* start Passage provided *

Chantal Anne Akerman (; 6 June 19505 October 2015) was a Belgian film director, screenwriter, artist, and film professor at the City College of New York.

She is best known for films such as Jeanne Dielman, 23 quai du Commerce, 1080 Bruxelles (1975), News from Home (1977), and Les Rendez-vous d'Anna (1978); the first of these was ranked the greatest film of all time in Sight & Sound magazine's 2022 "Top 100 Greatest Films of All Time" critics poll, making her the first woman to top this poll.

According to multiple critics and film scholars, Akerman's influence on feminist and avant-garde cinema is substantial, with at least one scholar calling her "one of the most significant directors of our times."

Early life and education
Akerman was born in Brussels, Belgium, to Holocaust survivors from Poland. She was the older sister of Sylviane Akerman, her only sibling. Her mother, Natalia (Nelly), survived years at Auschwitz, where her own parents were murdered. From a young age, Akerman and her mother were exceptionally close, and her mother encouraged her to pursue a career rather than marry young.

At age 18, Akerman entered the Institut National Supérieur des Arts du Spectacle et des Techniques de Diffusion, a Belgian film school. She dropped out during her first term to make the short film Saute ma ville, funding it by trading diamond shares on the Antwerp stock exchange.

Family

Akerman had an extremely close relationship with her mother, captured in some of her films. In News from Home (1976), Akerman's mother's letters outlining mundane family activities serve as a soundtrack throughout. Her 2015 film No Home Movie centers on mother-daughter relationships, largely situated in the kitchen, and is a response to her mother's death in 2014. The film explores issues of metempsychosis, the last shot of the film acting as a memento mori of the mother's apartment.

Akerman acknowledged that her mother was at the center of her work and admitted to feeling directionless after her death. The maternal imagery can be found throughout all of Akerman's films as an homage and an attempt to reconstitute the image and voice of the mother. In Family in Brussels, Akerman narrates the story, interchanging her own voice with her mother's.

Work

Early work and influences
Akerman said that, at the age of 15, after viewing Jean-Luc Godard's Pierrot le fou (1965), she decided, that same night, to become a filmmaker.  In 1971, Akerman's first short film, Saute ma ville, premiered at the International Short Film Festival Oberhausen. That year, she moved to New York City, where she remained until 1972.

At Anthology Film Archives in New York, Akerman was impressed with the work of Stan Brakhage, Jonas Mekas, Michael Snow, Yvonne Rainer, and Andy Warhol.

Critical recognition
Her first feature film, Hotel Monterey (1972), and subsequent short films La Chambre 1 and La Chambre 2 reveal the influence of structural filmmaking through these films' usage of long takes. These protracted shots serve to oscillate images between abstraction and figuration. Akerman's films from this period also signify the start of her collaboration with cinematographer Babette Mangolte.

In 1973 Akerman returned to Belgium, and in 1974 she received critical recognition for her feature Je, Tu, Il, Elle (I, You, He, She). Feminist and queer film scholar B. Ruby Rich noted that Je Tu Il Elle can be seen as a "cinematic Rosetta Stone of female sexuality".

* end Passage provided *

**Directions**
1. Rewrite the part of the Chantal Akerman passage that opens with "Akerman had an" and closes with "the mother's apartment.", updating it so that "kitchen" is replaced with "living room".
2. Carry the Chantal Akerman passage further, picking up right after its final sentence.

* start Data section *

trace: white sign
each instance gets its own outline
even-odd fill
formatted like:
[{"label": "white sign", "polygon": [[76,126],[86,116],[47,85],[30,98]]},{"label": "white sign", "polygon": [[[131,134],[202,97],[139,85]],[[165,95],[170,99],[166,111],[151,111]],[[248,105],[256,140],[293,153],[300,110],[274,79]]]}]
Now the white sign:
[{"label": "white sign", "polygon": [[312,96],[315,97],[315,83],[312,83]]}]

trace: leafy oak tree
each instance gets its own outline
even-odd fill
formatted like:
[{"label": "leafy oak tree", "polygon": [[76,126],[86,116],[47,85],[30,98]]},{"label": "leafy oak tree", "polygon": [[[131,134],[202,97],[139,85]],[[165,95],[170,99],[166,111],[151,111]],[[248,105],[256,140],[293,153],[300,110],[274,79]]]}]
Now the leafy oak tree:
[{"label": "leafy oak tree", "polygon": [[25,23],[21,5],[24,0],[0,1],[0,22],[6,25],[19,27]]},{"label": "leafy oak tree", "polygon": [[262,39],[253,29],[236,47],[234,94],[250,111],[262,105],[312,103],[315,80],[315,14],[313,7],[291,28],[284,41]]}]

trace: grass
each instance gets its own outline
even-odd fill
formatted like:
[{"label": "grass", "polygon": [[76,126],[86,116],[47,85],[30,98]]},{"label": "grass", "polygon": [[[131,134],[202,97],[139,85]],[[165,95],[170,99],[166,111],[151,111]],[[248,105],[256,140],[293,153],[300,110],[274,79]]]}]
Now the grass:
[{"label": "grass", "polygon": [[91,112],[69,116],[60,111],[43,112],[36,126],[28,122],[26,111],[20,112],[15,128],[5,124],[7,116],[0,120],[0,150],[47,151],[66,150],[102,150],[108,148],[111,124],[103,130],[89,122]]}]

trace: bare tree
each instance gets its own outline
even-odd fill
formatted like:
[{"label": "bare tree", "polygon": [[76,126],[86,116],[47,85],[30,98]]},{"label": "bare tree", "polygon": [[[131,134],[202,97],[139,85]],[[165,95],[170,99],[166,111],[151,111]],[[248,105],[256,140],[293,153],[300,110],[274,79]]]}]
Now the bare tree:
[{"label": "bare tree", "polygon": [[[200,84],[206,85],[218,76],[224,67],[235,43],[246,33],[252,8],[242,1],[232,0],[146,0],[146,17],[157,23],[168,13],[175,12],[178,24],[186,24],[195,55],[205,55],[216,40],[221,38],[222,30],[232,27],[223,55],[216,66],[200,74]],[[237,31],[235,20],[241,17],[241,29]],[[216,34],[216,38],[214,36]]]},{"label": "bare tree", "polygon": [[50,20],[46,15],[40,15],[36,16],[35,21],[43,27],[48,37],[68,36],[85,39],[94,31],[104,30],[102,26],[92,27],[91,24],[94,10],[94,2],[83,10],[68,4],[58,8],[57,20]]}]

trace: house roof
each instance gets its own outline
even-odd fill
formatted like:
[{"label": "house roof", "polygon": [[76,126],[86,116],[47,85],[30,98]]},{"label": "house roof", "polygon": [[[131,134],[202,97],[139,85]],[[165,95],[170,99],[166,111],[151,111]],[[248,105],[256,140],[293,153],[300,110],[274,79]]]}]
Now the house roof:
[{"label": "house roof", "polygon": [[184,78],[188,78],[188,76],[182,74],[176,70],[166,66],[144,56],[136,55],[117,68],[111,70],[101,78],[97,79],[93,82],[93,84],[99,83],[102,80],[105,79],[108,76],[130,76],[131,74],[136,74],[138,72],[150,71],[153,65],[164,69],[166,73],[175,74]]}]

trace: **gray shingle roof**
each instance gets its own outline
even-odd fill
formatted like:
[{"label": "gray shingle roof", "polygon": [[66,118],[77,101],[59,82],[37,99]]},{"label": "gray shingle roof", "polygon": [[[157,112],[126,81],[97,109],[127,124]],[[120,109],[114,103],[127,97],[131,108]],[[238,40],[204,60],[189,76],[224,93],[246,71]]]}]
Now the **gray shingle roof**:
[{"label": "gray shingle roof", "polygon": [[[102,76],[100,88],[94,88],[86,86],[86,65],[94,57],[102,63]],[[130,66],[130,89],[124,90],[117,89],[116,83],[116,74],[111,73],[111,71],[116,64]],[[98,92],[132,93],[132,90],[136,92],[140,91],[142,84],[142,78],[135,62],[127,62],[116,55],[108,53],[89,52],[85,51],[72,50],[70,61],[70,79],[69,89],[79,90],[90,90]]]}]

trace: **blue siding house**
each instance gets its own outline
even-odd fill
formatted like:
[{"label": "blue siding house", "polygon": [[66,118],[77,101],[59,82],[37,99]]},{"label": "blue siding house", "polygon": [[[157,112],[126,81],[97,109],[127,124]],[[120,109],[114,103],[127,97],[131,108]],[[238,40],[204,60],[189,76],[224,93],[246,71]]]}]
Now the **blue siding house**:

* end Data section *

**Answers for the tasks**
1.
Akerman had an extremely close relationship with her mother, captured in some of her films. In News from Home (1976), Akerman's mother's letters outlining mundane family activities serve as a soundtrack throughout. Her 2015 film No Home Movie centers on mother-daughter relationships, largely situated in the living room, and is a response to her mother's death in 2014. The film explores issues of metempsychosis, the last shot of the film acting as a memento mori of the mother's apartment.

2.
Akerman's most significant film, Jeanne Dielman, 23 Quai du Commerce, 1080 Bruxelles, was released in 1975. Often considered one of the greatest examples of feminist filmmaking, the film makes a hypnotic, real-time study of a middle-aged widow's stifling routine of domestic chores and prostitution. Upon the film's release, Le Monde called Jeanne Dielman the "first masterpiece of the feminine in the history of the cinema". Scholar Ivone Margulies says the picture is a filmic paradigm for uniting feminism and anti-illusionism. The film was named the 19th greatest film of the 20th century by J. Hoberman of the Village Voice. In December 2022, Jeanne Dielman was awarded first place by Sight & Sound magazine's "Top 100 Greatest Films of All Time" list, as voted for by critics, becoming the fourth film to do so after Bicycle Thieves, Citizen Kane, and Vertigo.  Jeanne Dielman, 23 Quai du Commerce, 1080 Bruxelles thus became the first film directed by a woman to top the list and, together with Beau Travail, one of the first two such films to appear in the top 10.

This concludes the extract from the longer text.